<<<<
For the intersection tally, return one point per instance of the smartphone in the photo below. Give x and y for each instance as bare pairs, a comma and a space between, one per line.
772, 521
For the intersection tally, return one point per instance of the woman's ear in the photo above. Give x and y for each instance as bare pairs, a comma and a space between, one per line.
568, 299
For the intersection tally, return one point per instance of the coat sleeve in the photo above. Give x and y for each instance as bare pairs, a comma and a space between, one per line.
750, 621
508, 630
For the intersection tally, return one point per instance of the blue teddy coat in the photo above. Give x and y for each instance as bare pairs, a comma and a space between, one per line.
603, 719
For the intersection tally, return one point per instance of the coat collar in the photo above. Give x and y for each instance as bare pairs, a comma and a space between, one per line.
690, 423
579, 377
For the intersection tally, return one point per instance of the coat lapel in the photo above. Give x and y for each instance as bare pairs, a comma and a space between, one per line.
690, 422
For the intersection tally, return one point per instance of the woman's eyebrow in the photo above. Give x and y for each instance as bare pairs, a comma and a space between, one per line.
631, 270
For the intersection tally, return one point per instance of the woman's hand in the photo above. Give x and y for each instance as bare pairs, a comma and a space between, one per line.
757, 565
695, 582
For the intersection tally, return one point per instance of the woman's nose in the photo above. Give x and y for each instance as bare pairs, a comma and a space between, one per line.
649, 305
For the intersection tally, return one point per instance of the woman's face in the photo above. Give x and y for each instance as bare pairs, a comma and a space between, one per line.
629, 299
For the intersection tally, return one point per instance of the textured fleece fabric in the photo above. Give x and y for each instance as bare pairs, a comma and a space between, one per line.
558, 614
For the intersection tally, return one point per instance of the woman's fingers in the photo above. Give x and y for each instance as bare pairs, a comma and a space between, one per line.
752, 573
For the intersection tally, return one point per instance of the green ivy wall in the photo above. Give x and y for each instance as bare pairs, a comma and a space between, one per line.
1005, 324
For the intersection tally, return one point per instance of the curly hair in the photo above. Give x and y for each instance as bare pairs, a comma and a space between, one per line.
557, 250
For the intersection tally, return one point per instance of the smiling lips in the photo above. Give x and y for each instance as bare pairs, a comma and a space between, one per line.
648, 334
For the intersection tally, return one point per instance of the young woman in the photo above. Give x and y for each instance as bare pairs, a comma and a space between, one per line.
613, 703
>>>>
-- Problem requirements --
Starting from the line with "of the young", write out every remaining line of the data above exactly, the final line included, and nothing before it.

-- Task output --
For the intersection tally, return one point per instance of the young woman in the photo above. Give x and y for each instance as bare pairs, a comma and a space between, one per line.
613, 703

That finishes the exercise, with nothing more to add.